(Dataset entries)
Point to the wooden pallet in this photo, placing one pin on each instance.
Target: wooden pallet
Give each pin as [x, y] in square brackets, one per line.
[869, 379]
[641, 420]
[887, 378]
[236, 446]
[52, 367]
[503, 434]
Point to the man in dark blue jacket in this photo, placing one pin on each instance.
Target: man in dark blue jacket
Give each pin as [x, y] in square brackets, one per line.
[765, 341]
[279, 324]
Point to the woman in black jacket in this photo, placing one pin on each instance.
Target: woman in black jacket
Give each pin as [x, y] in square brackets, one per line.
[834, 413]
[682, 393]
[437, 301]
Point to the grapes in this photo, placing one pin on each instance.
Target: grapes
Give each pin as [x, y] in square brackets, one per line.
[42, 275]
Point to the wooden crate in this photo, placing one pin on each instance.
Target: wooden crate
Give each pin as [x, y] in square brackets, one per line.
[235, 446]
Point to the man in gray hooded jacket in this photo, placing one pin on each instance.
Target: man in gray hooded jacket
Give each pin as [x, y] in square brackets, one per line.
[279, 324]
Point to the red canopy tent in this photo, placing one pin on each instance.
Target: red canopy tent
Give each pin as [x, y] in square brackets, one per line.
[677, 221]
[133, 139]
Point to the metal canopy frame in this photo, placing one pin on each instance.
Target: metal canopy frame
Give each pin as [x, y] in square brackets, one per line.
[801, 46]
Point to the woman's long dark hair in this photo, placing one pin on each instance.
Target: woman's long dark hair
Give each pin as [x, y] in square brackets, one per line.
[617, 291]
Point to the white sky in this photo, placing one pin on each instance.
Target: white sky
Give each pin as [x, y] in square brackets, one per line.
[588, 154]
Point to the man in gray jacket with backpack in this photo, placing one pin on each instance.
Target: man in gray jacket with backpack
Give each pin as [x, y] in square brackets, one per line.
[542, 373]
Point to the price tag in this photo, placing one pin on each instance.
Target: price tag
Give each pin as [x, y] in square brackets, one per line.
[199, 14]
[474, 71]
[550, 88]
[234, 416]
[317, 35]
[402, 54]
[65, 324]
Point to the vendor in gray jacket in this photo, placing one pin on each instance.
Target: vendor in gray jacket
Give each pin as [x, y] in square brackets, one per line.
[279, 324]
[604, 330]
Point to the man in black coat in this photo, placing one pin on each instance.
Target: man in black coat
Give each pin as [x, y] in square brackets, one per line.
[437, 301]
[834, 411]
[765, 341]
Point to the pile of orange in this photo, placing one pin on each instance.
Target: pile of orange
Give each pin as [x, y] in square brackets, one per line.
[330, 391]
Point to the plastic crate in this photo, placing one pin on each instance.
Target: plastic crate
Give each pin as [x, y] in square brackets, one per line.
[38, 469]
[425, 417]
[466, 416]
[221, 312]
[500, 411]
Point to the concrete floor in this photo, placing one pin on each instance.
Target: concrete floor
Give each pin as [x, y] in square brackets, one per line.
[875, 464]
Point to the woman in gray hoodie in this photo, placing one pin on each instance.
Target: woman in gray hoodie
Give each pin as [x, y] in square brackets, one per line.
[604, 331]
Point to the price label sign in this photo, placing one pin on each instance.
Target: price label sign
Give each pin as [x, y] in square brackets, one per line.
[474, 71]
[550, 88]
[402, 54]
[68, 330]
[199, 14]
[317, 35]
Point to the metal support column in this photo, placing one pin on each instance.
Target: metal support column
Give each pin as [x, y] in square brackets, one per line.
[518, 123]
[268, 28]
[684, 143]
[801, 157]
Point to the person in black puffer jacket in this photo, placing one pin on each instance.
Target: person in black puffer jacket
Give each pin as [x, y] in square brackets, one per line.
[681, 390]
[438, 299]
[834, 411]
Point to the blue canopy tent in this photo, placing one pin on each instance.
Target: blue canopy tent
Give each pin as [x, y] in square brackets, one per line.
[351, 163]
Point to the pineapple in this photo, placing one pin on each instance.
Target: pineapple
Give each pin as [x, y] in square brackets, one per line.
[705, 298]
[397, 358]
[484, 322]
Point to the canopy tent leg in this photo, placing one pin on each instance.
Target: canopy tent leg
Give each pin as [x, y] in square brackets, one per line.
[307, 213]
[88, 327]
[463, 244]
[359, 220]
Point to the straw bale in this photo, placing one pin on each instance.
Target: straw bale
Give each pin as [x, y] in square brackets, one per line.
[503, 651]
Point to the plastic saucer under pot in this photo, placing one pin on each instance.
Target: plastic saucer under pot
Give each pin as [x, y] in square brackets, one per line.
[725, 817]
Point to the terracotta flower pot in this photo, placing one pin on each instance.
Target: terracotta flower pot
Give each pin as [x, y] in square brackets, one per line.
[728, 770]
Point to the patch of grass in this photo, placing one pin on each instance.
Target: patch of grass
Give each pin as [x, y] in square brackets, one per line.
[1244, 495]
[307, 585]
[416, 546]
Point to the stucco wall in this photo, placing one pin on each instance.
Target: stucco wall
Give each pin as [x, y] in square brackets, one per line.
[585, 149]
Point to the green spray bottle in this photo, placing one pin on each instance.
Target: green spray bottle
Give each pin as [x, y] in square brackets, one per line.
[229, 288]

---

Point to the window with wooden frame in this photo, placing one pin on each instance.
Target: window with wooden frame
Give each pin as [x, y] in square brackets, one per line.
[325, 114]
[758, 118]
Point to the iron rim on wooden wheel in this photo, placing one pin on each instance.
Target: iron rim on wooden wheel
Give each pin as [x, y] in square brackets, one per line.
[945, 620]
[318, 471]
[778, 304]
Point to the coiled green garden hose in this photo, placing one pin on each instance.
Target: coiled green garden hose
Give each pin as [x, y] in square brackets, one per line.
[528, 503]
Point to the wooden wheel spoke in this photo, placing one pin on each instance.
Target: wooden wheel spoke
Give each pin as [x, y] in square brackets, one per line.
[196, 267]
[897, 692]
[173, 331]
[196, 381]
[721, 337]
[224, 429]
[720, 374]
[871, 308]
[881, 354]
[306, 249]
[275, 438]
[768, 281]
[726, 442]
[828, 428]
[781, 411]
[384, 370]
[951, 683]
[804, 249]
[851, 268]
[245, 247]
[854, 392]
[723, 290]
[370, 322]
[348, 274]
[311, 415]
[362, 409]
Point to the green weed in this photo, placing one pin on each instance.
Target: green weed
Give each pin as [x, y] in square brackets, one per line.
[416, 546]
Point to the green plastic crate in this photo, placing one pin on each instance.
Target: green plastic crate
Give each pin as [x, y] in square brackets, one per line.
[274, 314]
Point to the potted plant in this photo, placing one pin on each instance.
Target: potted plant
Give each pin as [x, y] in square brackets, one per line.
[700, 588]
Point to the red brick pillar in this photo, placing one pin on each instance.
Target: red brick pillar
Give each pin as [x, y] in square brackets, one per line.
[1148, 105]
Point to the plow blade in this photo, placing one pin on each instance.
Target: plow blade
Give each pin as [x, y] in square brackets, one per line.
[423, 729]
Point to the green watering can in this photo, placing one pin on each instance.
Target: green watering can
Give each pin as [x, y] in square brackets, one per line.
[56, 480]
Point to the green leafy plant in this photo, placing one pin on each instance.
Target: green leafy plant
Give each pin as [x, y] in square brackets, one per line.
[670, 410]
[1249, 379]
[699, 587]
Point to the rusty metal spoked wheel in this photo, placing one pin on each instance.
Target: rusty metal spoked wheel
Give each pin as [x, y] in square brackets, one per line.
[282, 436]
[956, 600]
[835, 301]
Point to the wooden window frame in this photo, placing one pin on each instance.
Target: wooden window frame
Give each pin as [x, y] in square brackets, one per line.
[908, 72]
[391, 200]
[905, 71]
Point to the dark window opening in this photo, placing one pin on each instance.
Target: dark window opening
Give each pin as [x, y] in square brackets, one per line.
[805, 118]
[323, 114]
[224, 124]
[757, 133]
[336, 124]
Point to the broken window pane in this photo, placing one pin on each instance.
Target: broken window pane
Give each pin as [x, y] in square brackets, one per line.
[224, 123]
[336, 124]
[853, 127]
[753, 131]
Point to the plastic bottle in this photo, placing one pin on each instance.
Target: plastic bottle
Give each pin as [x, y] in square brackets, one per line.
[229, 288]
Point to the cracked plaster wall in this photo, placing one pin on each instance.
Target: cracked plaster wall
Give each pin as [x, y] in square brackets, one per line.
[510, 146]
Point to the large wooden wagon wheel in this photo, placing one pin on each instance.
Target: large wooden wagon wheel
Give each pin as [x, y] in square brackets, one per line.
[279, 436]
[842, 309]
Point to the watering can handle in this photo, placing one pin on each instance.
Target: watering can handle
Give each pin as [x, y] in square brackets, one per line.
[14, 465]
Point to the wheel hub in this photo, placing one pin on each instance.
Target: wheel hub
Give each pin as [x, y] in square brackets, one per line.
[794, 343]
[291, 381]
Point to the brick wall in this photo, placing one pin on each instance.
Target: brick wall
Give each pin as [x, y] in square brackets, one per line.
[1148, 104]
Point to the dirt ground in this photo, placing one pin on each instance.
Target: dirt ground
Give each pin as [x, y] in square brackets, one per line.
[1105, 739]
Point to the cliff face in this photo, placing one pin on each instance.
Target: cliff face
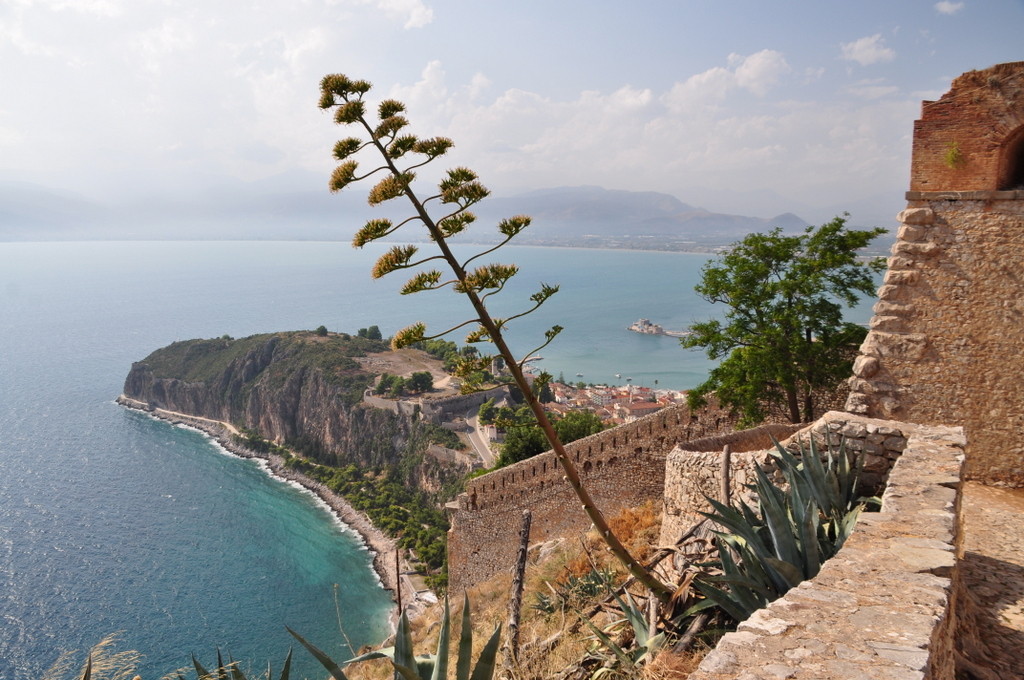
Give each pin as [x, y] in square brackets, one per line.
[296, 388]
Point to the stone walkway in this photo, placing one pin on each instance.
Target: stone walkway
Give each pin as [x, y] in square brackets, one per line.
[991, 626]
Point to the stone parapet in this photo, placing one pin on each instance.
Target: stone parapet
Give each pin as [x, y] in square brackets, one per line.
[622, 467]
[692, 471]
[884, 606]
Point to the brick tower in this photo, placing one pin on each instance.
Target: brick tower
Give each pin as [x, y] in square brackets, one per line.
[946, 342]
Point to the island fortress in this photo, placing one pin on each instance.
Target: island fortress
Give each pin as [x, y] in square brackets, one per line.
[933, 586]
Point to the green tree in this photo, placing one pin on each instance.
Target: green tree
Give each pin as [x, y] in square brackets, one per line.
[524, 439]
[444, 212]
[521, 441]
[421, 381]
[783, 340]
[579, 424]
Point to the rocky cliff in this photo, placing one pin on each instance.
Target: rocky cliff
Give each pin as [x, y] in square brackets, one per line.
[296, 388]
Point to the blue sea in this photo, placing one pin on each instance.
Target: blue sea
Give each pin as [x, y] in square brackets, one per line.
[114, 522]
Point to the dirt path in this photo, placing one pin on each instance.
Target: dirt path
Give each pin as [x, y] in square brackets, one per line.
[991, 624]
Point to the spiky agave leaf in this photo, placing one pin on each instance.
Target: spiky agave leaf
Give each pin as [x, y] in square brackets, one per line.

--

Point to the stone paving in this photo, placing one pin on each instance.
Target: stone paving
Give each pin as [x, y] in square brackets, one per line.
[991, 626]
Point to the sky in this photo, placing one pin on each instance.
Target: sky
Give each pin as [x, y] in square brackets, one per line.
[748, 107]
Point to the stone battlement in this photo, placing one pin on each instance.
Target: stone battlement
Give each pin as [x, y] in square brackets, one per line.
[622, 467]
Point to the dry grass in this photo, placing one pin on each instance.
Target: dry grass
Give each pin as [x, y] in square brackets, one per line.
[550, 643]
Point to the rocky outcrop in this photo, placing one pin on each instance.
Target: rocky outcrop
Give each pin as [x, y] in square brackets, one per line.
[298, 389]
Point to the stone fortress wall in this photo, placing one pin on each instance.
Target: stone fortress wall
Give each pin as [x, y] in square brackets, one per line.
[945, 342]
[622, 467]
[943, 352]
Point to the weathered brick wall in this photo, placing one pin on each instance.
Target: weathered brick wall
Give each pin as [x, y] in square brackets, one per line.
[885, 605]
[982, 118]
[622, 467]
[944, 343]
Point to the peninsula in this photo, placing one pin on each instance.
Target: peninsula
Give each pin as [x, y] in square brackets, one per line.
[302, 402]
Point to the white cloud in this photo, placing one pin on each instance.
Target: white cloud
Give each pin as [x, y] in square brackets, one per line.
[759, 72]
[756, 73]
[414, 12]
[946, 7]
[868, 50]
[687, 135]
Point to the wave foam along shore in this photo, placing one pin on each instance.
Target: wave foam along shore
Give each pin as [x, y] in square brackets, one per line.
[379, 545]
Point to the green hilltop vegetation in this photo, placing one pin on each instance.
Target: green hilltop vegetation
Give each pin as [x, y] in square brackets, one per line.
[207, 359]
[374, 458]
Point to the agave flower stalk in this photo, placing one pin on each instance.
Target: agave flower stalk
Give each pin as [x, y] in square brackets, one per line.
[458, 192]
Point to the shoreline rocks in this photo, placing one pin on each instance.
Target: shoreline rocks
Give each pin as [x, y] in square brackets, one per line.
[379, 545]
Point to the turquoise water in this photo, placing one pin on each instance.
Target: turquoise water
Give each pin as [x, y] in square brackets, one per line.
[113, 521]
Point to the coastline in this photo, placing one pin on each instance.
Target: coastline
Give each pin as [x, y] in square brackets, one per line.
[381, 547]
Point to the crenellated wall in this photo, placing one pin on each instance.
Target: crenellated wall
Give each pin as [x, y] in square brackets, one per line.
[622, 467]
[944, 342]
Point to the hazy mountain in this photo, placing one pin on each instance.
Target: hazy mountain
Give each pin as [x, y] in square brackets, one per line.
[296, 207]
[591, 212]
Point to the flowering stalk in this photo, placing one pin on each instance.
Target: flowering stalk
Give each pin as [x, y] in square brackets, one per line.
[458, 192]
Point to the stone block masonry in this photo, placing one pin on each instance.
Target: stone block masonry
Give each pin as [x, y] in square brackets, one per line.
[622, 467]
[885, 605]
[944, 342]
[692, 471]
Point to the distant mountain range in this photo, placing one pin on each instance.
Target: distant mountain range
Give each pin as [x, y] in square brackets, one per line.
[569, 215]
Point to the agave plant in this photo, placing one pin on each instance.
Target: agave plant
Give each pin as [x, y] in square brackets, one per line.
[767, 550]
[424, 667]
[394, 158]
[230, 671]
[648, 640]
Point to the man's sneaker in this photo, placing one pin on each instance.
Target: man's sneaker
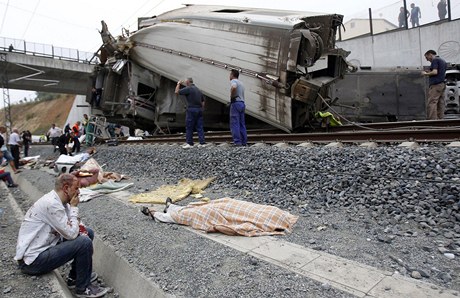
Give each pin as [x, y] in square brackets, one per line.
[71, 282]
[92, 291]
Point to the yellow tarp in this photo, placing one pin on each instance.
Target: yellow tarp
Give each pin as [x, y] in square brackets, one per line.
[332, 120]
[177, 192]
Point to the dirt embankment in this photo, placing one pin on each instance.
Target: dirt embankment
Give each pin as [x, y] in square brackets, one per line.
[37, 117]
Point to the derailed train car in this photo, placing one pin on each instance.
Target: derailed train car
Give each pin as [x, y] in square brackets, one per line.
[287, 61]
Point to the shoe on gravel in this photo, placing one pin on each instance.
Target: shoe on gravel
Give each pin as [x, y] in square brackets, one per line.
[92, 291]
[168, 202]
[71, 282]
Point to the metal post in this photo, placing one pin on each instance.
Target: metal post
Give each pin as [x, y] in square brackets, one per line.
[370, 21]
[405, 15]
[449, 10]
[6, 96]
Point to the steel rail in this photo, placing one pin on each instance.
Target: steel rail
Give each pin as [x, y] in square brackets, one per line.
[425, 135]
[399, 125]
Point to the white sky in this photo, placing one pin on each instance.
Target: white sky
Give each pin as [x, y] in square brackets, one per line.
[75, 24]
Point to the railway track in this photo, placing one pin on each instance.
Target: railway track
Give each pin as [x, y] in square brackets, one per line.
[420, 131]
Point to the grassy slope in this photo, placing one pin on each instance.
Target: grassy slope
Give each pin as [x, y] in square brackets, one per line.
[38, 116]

- **ABOUT THIS TASK**
In the data above, find the line that contains "Point to the metal post" and the line that contains "Target: steel rail". Repeat exactly those lines and every line between them, and only those.

- **WRITTEN REPLY**
Point to the metal post in this photo, placing one pin on each instance.
Target: metal post
Give each pin as [x, y] in square brackets, one per line.
[370, 21]
[405, 15]
[449, 10]
[6, 96]
Point to the steel rail in this photo, placing one pin on each instance.
Target: steel rail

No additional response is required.